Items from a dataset
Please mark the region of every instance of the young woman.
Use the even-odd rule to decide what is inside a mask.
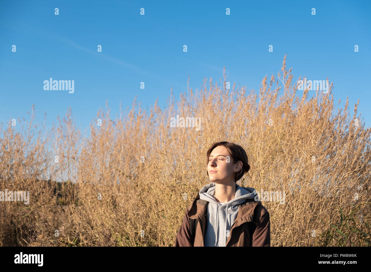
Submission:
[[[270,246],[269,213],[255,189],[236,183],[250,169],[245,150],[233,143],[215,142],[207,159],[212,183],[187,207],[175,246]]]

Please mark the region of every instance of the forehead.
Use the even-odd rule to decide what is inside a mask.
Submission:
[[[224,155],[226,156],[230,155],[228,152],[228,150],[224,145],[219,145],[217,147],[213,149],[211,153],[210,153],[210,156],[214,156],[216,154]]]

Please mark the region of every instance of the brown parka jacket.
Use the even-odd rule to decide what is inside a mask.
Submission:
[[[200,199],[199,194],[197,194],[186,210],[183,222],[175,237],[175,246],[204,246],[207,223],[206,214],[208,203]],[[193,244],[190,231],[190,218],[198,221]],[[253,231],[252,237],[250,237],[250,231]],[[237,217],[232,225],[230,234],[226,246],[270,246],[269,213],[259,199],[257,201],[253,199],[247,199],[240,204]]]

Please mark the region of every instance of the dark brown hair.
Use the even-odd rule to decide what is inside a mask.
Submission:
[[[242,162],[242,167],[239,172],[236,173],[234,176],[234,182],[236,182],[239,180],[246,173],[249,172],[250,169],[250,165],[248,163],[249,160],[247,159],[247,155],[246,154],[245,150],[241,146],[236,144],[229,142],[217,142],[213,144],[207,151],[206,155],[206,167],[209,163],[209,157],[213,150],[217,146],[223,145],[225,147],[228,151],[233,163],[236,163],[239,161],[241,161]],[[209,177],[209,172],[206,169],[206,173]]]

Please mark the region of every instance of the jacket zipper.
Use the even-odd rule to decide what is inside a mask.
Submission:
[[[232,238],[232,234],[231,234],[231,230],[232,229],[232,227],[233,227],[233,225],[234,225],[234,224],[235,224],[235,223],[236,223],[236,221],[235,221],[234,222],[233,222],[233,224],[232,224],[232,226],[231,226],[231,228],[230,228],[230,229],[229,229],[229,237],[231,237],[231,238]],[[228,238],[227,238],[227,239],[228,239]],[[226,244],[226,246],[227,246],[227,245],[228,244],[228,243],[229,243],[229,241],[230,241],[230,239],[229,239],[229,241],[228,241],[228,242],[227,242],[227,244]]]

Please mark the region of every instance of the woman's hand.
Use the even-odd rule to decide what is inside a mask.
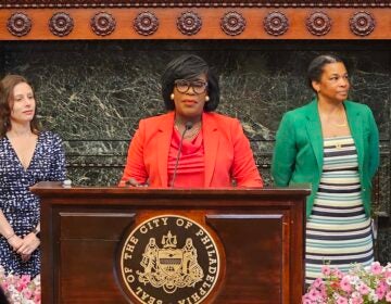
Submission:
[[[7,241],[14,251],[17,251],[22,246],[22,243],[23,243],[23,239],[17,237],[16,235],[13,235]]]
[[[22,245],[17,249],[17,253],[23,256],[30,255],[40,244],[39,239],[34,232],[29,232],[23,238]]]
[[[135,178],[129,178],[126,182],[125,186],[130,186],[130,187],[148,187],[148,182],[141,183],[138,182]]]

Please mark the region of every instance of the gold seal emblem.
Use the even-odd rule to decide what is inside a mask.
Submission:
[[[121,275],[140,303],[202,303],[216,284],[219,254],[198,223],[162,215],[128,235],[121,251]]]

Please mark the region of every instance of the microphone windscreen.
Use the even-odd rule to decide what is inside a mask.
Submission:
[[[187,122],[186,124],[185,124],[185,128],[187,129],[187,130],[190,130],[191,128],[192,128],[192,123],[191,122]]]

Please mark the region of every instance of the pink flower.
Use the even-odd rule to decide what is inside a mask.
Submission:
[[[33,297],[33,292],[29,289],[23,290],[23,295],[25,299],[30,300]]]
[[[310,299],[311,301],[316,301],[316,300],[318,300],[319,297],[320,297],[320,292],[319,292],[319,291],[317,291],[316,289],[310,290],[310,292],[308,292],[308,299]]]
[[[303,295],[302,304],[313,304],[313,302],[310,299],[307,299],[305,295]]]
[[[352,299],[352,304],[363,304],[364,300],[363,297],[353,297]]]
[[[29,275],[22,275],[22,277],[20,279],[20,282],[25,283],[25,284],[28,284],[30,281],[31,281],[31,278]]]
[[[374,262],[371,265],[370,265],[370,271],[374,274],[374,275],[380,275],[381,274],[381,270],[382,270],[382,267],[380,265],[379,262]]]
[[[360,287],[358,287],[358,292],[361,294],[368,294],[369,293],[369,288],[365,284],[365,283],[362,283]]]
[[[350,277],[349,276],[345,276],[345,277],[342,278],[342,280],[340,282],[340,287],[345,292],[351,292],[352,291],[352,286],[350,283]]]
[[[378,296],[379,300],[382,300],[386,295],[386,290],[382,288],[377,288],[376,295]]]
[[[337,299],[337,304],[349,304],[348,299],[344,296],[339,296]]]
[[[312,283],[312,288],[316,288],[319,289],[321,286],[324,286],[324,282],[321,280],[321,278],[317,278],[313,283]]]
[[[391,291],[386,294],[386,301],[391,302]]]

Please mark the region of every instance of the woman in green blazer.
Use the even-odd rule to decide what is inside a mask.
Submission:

*To do*:
Give the material above as a Markdown table with the columns "No." and "Entry", one line per row, numbered in order. Skip blank lines and leave the pictures out.

*Answer to this task*:
| No. | Entry |
|---|---|
| 1 | Please mark the region of every instance of the young woman. |
| 2 | Use the even-odd rule to decide what is inside a mask. |
| 3 | Submission: |
| 4 | [[[270,246],[269,213],[255,189],[236,183],[250,169],[245,150],[233,143],[215,142],[207,159],[212,183],[187,207],[175,246]]] |
| 5 | Please mark the region of every instance of the forehead. |
| 6 | Use the even-odd rule to decide what is inside a mask. |
| 7 | Submission: |
| 8 | [[[224,155],[226,156],[230,155],[228,152],[228,150],[224,145],[219,145],[217,147],[213,149],[211,153],[210,153],[210,156],[214,156],[216,154]]] |
| 9 | Please mark the region of every instance of the brown parka jacket. |
| 10 | Use the even-odd rule to decide what is inside a mask. |
| 11 | Submission: |
| 12 | [[[200,199],[199,194],[197,194],[186,210],[183,222],[175,237],[175,246],[204,246],[207,223],[206,214],[208,203]],[[193,244],[190,231],[190,218],[198,221]],[[253,231],[252,237],[250,237],[250,231]],[[237,217],[232,225],[230,234],[226,246],[270,246],[269,213],[259,199],[257,201],[253,199],[247,199],[240,204]]] |
| 13 | Please mark the region of every instance of the dark brown hair. |
| 14 | Use the even-odd rule to decide what is inside a mask. |
| 15 | Submission: |
| 16 | [[[242,162],[242,167],[239,172],[236,173],[234,176],[234,182],[236,182],[239,180],[246,173],[249,172],[250,169],[250,165],[248,163],[249,160],[247,159],[247,155],[246,154],[245,150],[241,146],[236,144],[229,142],[217,142],[213,144],[207,151],[206,155],[206,167],[209,163],[209,157],[213,150],[217,146],[223,145],[225,147],[228,151],[233,163],[236,163],[239,161],[241,161]],[[209,177],[209,172],[206,169],[206,173]]] |
| 17 | Please mark the region of every instance of the jacket zipper. |
| 18 | Use the even-odd rule to decide what is inside a mask. |
| 19 | Submission: |
| 20 | [[[232,238],[232,234],[231,234],[231,230],[232,229],[232,227],[233,227],[233,225],[234,225],[234,224],[235,224],[235,223],[236,223],[236,221],[235,221],[234,222],[233,222],[233,224],[232,224],[232,226],[231,226],[231,228],[230,228],[230,229],[229,229],[229,237],[231,237],[231,238]],[[228,238],[227,238],[227,239],[228,239]],[[226,244],[226,246],[227,246],[227,245],[228,244],[228,243],[229,243],[229,241],[230,241],[230,239],[229,239],[229,241],[228,241],[228,242],[227,242],[227,244]]] |
| 21 | Please mark the region of every instance of the woman's hand. |
| 22 | Use the even-odd rule to decide what is inside a mask. |
| 23 | Submission: |
| 24 | [[[7,241],[14,251],[17,251],[22,246],[22,243],[23,243],[23,239],[17,237],[16,235],[13,235]]] |
| 25 | [[[22,245],[17,249],[17,253],[23,256],[30,255],[40,244],[39,239],[34,232],[29,232],[23,238]]] |
| 26 | [[[135,178],[129,178],[126,182],[125,186],[130,186],[130,187],[148,187],[148,182],[141,183],[138,182]]] |
| 27 | Please mark the region of every instance of the gold seal emblem. |
| 28 | Use the even-odd rule to decide what is inside a mask. |
| 29 | Submission: |
| 30 | [[[121,275],[140,303],[202,303],[216,284],[219,254],[198,223],[162,215],[128,235],[121,251]]] |
| 31 | Please mark the region of every instance of the microphone windscreen. |
| 32 | Use the even-odd rule to decide what is inside a mask. |
| 33 | Submission: |
| 34 | [[[187,122],[186,124],[185,124],[185,128],[187,129],[187,130],[190,130],[191,128],[192,128],[192,123],[191,122]]] |
| 35 | Please mark the region of every instance of the pink flower. |
| 36 | Use the even-odd rule to decide what is inside a mask. |
| 37 | Submission: |
| 38 | [[[33,297],[33,292],[29,289],[23,290],[23,295],[25,299],[30,300]]] |
| 39 | [[[310,299],[311,301],[316,301],[316,300],[318,300],[319,297],[320,297],[320,292],[319,292],[319,291],[317,291],[316,289],[310,290],[310,292],[308,292],[308,299]]] |
| 40 | [[[303,295],[302,304],[313,304],[313,302],[310,299],[307,299],[305,295]]] |
| 41 | [[[352,299],[352,304],[363,304],[364,300],[363,297],[353,297]]] |
| 42 | [[[29,275],[22,275],[22,277],[20,279],[20,282],[25,283],[25,284],[28,284],[30,281],[31,281],[31,278]]] |
| 43 | [[[374,262],[371,265],[370,265],[370,271],[374,274],[374,275],[380,275],[381,274],[381,270],[382,270],[382,267],[380,265],[379,262]]] |
| 44 | [[[360,287],[358,287],[358,292],[361,294],[368,294],[369,293],[369,288],[365,284],[365,283],[362,283]]] |
| 45 | [[[350,277],[349,276],[345,276],[345,277],[342,278],[342,280],[340,282],[340,287],[345,292],[351,292],[352,291],[352,286],[350,283]]] |
| 46 | [[[378,296],[379,300],[382,300],[386,295],[386,290],[382,288],[377,288],[376,295]]] |
| 47 | [[[337,299],[337,304],[349,304],[348,299],[344,296],[339,296]]] |
| 48 | [[[312,283],[312,288],[316,288],[319,289],[321,286],[324,286],[324,282],[321,280],[321,278],[317,278],[313,283]]] |
| 49 | [[[391,291],[386,294],[386,301],[391,302]]] |
| 50 | Please mark the region of every instance of the woman in green blazer. |
| 51 | Use the even-odd rule to decide what is inside a mask. |
| 52 | Submission: |